:: Exercise details ::
No pictures, everything else exact: set down the entries in full.

:: Data shown ::

Segment Open

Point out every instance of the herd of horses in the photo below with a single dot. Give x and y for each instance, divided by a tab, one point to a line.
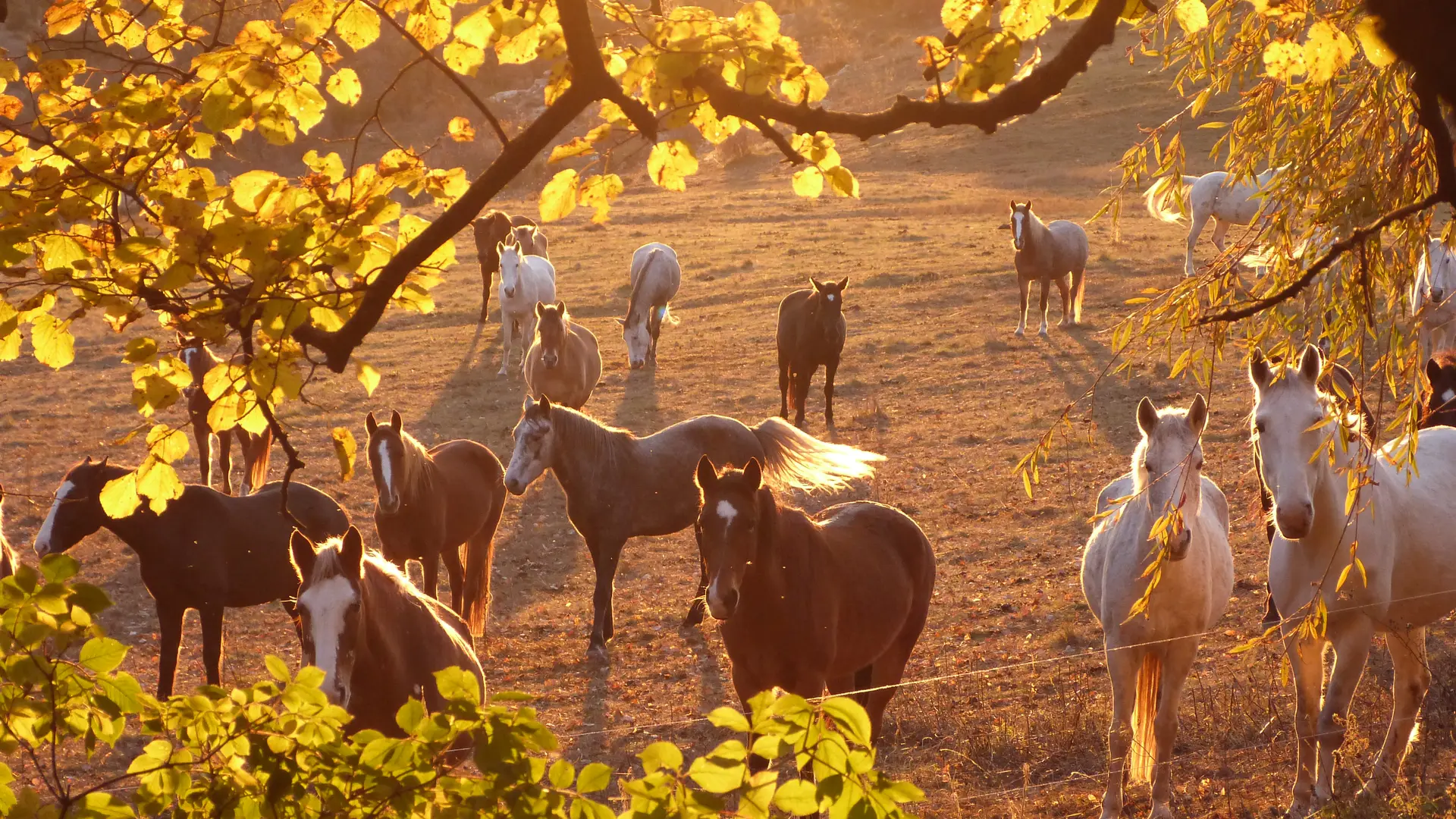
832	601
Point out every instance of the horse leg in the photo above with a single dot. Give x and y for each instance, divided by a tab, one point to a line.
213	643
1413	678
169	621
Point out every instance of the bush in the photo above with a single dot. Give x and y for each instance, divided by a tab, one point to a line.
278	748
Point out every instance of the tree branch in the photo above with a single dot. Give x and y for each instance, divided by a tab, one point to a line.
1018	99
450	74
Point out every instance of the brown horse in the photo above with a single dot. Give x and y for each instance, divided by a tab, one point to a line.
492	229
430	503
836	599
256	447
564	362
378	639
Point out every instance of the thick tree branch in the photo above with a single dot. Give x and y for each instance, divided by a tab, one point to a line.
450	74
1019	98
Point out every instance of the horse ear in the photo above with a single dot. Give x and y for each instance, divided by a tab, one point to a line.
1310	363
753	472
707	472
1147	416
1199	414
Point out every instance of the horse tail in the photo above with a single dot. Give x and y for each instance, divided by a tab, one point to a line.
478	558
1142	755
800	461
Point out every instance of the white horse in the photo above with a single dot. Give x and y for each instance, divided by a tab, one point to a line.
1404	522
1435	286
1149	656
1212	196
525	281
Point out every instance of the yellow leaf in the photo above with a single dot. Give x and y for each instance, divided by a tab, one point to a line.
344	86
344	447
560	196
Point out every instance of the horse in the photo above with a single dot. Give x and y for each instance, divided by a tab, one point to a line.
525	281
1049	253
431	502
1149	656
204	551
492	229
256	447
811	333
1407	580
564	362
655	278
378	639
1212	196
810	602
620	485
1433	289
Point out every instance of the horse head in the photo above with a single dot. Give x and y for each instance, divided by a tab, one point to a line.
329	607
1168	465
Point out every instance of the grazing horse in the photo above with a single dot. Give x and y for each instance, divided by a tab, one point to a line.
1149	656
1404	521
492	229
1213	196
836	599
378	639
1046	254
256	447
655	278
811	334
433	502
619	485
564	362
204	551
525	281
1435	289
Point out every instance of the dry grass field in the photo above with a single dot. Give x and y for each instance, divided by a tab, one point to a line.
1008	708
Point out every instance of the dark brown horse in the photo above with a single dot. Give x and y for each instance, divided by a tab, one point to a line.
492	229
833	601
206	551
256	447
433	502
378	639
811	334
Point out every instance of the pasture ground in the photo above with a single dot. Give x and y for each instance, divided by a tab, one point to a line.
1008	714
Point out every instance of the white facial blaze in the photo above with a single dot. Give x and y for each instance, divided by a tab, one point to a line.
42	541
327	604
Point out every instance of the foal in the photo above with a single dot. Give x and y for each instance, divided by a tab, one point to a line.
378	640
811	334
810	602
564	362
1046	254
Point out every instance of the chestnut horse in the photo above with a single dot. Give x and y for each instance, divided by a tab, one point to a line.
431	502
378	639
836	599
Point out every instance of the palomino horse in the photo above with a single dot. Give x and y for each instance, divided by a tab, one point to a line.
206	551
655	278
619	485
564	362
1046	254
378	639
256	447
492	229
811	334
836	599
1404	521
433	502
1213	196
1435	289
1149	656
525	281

Segment Closed

:: Answer area ::
Point out every instance of the herd of horses in the photo below with a single dot. Give x and y for each instance, divided by a tab, one point to a line.
832	601
Point out every instance of the horse leg in the photo above with a single dot. Give x and y for each instance, divided by a tab, one point to a line.
213	643
1413	678
169	621
Point out every instance of the bush in the photo above with a single dot. Give x and y for each instance, divided by a tab, one point to a line.
278	748
Point out every instance of the tree branch in the photo above with a single dot. Give x and y for each instance, divided by a tab, one point to a line.
1018	99
450	74
Point out every instance of the brown horse in the photo above with a single dot. Give x and y for each instance, divided by a tab, one point to a line.
492	229
430	503
836	599
256	447
564	362
378	639
Point out every instance of the thick tree branch in the photo above with a single dot. Give x and y for each instance, divided by a tab, one point to a line.
450	74
1019	98
Point out every instance of the horse ear in the photo above with a single dot. Give x and y for each instance, divided by a tab, one point to a line.
1310	363
753	472
707	472
1147	416
1199	414
Point out every instance of the horse tail in the photo above with a single dot. Give x and y for each instance, divided by a tab, one point to a line.
478	558
1142	755
800	461
Point out every instance of the white horse in the photo above with a single dot. Give x and y for each instance, divided by a tab, one point to a line.
1404	522
1435	286
1149	656
1212	196
525	281
Point out every instance of the yellow leaf in the photo above with a single dot. Give x and y for each instance, divided by a tab, one point to a line.
344	86
344	447
560	196
Point out every instance of the horse in the photo above with a single dot. Give x and y for each instance, divided by a tab, one point to a line.
525	281
1049	253
431	502
1149	656
204	551
492	229
256	447
811	333
1407	580
564	362
655	278
378	639
1212	196
810	602
620	485
1433	289
Point out every instance of the horse head in the photo above with a single dot. Give x and y for each instance, divided by a tab, one point to a line.
329	607
1168	465
Point out every instance of the grazing horse in the photo above with a single dot. Give x and y for each instance, divided by a tab, one point to a line.
1149	656
1404	521
492	229
1213	196
836	599
378	639
1046	254
256	447
655	278
811	334
433	502
619	485
564	362
204	551
525	281
1435	289
Point out every instance of the dry grass field in the photo above with a single dot. Give x and y for each instance, divided by a tab, one point to a line.
1008	708
Point out every instance of the dark brown horse in the photo above with a single dot. Give x and y for each instance, divided by a tab, one point to a line.
492	229
833	601
206	551
256	447
433	502
378	639
811	334
Point out every instance of the pasture ground in the photo above with a single dot. Give x and y for each instance, divided by a tab, one point to a line.
1008	714
Point out every instance of the white facial blaze in the photo above with a single dot. Give x and y for each instance, divided by a tab, one point to a line.
42	541
327	604
Point out every instance of the foal in the photo above with a single dot. Give x and y for each instance, divided by a tab, one point to a line.
378	640
811	334
810	602
564	362
1046	254
Point out every instance of the chestnut horse in the photo above with a single dot. Give x and y for each instance, divided by a tab, one point to a line.
431	502
378	639
836	599
Point out every instance of the palomino horse in the photo above with a single dot. Give x and y for each instance, divided by a tab, one point to a line.
206	551
655	278
619	485
564	362
1046	254
378	639
256	447
492	229
811	334
836	599
1404	521
433	502
1213	196
1435	289
1149	656
525	281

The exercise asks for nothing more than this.